> [Problem statement]:
Report every line of the material below that contains the word "white", copying each such line in full.

> [Recorded information]:

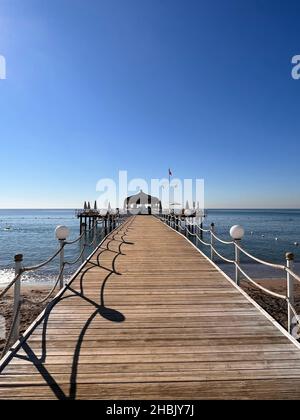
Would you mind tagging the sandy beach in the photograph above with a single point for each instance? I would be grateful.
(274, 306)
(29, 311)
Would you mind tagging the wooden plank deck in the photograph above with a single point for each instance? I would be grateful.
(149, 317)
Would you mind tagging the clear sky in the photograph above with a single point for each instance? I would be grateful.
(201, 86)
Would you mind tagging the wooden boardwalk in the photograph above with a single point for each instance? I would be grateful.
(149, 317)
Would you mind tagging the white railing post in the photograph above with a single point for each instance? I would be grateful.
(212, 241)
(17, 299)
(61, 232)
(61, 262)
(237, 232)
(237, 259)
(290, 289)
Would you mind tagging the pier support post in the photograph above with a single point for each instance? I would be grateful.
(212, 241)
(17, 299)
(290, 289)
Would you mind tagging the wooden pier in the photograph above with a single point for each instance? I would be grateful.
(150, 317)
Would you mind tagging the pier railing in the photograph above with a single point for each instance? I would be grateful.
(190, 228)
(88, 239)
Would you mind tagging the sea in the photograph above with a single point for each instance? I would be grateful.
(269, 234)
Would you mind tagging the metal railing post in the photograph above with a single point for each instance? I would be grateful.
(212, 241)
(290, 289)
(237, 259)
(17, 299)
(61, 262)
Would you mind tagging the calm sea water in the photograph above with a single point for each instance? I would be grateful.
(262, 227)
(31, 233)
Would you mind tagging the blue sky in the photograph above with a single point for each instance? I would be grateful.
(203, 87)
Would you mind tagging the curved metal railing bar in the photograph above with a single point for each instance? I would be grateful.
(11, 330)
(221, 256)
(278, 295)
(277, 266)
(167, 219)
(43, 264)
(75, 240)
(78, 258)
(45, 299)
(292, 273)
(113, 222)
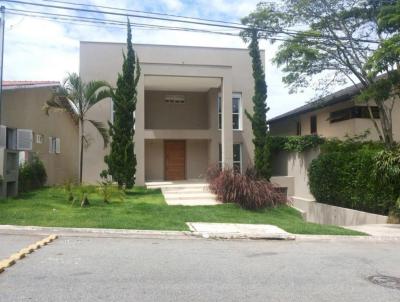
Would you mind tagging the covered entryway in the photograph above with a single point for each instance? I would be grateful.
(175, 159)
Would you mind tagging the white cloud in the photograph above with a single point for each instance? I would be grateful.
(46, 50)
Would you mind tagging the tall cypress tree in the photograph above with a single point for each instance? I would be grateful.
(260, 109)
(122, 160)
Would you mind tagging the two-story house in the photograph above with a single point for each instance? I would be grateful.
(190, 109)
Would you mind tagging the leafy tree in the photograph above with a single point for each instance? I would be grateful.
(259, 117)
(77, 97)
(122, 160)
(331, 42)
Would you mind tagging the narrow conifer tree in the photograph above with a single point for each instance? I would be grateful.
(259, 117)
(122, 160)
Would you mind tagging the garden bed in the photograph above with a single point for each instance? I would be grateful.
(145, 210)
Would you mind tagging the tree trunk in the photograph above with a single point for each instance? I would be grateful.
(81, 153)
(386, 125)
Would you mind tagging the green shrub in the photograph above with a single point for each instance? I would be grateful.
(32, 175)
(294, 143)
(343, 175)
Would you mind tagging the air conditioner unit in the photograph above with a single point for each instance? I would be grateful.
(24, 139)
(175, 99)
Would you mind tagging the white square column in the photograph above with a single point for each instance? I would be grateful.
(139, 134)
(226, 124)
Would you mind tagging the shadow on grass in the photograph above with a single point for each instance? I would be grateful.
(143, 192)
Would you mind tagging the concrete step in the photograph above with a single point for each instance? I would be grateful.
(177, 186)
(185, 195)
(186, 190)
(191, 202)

---

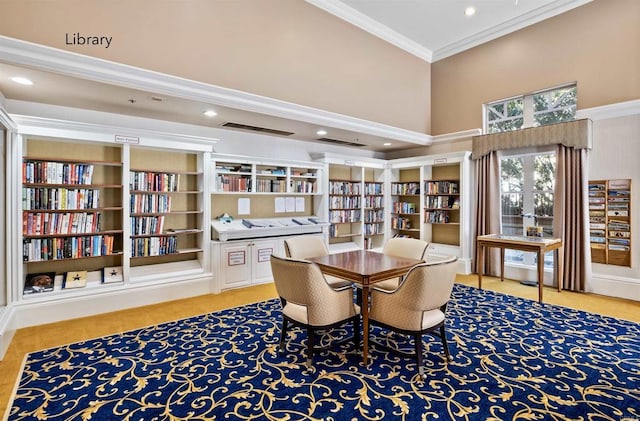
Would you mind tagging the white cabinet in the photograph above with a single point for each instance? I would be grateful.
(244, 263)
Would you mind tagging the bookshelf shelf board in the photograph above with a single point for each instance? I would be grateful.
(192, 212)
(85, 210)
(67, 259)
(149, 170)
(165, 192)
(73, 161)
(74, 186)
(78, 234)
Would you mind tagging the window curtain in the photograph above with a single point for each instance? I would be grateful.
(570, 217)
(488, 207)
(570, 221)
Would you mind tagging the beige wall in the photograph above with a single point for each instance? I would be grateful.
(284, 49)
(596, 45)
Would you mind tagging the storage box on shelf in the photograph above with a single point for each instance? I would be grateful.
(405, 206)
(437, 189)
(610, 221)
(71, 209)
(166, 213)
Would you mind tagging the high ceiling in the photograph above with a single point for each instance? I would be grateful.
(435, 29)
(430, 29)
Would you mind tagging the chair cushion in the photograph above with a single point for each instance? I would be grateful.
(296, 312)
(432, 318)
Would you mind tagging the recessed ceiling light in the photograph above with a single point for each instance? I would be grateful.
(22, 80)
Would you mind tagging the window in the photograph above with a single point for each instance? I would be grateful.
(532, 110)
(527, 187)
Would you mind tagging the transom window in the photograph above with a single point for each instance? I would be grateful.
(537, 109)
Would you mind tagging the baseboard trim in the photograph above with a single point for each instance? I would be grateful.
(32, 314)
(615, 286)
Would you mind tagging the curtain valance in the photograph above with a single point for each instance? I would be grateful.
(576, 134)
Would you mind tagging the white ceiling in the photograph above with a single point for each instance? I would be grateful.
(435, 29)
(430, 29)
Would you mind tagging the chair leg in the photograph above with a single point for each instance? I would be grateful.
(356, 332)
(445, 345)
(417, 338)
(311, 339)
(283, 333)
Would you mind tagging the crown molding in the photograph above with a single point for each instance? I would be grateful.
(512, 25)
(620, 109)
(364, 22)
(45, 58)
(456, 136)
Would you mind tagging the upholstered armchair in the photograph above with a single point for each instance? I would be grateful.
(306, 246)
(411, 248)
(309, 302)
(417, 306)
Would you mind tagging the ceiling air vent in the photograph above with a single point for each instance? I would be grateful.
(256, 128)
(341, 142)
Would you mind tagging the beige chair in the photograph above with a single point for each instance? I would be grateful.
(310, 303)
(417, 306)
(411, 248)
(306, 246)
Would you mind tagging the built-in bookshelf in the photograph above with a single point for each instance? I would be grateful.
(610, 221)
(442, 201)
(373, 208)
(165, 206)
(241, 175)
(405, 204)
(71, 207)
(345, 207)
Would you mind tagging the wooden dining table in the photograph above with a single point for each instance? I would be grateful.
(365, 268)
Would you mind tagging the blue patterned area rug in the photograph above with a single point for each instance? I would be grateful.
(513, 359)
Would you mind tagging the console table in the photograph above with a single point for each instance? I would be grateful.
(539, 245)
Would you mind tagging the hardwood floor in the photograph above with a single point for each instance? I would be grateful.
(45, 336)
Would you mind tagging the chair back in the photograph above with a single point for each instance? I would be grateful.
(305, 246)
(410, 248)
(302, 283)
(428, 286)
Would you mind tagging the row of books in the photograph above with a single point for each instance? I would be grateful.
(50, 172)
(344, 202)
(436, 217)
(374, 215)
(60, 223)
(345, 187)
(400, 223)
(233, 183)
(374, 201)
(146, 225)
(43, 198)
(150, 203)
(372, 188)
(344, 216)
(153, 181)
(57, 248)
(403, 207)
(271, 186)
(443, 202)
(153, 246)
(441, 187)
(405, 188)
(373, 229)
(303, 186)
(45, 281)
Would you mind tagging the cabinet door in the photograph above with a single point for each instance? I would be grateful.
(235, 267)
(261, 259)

> [Output for this task]:
Would you mind tagging the white railing post in the photograph above with a single point for each instance? I would be grateful.
Would you mind tagging the white cloud in the photograph above with a single point for each instance? I would be grateful.
Would you mind tagging the white square column in the photograph above with a single point for each instance? I would be grateful.
Would you mind tagging the white cabinet in the photograph above with a single point for each instance? I would be grateful.
Would you mind tagging the white ceiling in the photograph above with a single point for each instance? I would be grateful.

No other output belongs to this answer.